Your assignment -
The expected output is a verbatim reprint of the lines from the beginning of the data that follows through the line that contains "Target: roof ridge".

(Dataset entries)
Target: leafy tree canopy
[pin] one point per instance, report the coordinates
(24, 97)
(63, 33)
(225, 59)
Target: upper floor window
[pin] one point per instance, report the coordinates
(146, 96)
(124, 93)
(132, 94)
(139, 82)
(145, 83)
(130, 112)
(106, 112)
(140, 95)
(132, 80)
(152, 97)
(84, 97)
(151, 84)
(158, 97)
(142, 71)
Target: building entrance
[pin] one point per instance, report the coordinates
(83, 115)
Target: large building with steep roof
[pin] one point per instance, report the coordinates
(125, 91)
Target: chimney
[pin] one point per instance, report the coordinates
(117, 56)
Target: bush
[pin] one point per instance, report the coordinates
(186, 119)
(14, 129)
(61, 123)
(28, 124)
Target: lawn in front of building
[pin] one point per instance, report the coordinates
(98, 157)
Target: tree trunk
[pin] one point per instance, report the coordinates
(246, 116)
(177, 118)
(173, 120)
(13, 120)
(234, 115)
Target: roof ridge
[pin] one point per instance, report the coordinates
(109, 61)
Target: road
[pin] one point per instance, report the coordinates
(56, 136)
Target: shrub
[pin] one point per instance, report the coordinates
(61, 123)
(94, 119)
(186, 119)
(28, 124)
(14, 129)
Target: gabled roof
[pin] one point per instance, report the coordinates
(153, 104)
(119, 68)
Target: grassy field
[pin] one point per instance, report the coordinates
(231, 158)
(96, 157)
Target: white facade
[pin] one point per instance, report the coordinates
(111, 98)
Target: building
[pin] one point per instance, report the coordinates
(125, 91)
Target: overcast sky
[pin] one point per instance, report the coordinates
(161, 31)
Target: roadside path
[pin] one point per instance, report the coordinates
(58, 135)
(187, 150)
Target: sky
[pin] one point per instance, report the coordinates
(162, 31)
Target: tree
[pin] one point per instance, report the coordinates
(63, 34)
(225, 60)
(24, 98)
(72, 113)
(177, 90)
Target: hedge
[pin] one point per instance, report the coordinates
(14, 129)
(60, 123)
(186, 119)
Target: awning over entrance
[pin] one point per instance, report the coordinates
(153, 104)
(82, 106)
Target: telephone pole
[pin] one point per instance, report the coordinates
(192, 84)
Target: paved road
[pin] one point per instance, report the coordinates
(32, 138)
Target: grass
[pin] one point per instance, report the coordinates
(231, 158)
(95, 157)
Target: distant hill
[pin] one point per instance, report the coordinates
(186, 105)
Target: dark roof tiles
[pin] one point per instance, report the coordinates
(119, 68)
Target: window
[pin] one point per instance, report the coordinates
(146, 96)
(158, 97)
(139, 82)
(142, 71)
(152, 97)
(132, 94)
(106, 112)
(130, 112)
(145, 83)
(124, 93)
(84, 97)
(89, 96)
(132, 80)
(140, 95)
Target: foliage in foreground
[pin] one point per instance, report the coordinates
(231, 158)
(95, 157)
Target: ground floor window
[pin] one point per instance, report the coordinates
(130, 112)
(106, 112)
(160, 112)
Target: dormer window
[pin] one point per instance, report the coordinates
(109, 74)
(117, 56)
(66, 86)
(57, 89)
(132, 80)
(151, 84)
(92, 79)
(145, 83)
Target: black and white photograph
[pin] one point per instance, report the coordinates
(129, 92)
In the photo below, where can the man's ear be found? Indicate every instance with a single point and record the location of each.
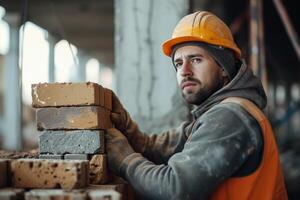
(224, 74)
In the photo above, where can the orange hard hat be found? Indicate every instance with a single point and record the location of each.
(201, 26)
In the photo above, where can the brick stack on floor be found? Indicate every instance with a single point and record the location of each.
(72, 119)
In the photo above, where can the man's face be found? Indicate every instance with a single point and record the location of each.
(198, 75)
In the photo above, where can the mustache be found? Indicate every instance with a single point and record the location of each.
(188, 78)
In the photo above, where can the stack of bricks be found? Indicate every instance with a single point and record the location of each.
(72, 119)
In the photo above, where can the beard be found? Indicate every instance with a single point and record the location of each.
(203, 92)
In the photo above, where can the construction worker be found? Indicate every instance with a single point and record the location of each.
(227, 151)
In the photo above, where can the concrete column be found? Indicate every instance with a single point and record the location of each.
(145, 78)
(12, 88)
(52, 42)
(80, 68)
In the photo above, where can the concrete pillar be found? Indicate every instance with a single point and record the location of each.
(12, 87)
(80, 68)
(145, 78)
(52, 42)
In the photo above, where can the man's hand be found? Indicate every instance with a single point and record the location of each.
(118, 148)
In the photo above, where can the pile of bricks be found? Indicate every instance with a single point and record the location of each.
(72, 119)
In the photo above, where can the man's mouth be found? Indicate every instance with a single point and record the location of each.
(188, 84)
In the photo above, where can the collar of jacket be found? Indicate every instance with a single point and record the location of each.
(245, 85)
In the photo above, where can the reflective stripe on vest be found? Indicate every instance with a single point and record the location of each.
(266, 183)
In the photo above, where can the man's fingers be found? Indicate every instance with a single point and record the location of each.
(116, 118)
(116, 104)
(112, 132)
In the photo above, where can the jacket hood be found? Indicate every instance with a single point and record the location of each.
(245, 85)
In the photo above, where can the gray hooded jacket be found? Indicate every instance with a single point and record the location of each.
(190, 162)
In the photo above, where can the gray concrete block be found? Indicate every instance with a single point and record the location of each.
(76, 156)
(72, 142)
(51, 156)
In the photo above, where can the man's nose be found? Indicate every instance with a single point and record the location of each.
(186, 69)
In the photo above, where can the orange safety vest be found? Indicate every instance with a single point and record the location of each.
(267, 182)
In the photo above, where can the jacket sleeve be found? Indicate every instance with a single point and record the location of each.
(221, 142)
(160, 147)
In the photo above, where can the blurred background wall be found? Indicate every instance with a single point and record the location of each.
(118, 44)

Task solution -
Target: leafy tree canopy
[pin] one point per instance, report the coordinates
(24, 97)
(63, 33)
(225, 59)
Target: upper floor window
[pin] one point per instance, report the coordinates
(146, 96)
(124, 93)
(132, 94)
(139, 82)
(145, 83)
(130, 112)
(106, 112)
(140, 95)
(132, 80)
(152, 97)
(84, 97)
(151, 84)
(158, 97)
(142, 71)
Target: building entrance
[pin] one point per instance, report the coordinates
(83, 115)
Target: large building with steep roof
[pin] one point per instance, report the coordinates
(125, 91)
Target: chimney
[pin] one point per instance, report the coordinates
(117, 56)
Target: bush
[pin] one point per instance, report the coordinates
(186, 119)
(14, 129)
(61, 123)
(28, 124)
Target: lawn in front of building
[pin] one point per instance, report the coordinates
(98, 157)
Target: tree trunk
[pin] one point per instance, report the coordinates
(246, 116)
(177, 118)
(173, 120)
(13, 120)
(234, 115)
Target: roof ridge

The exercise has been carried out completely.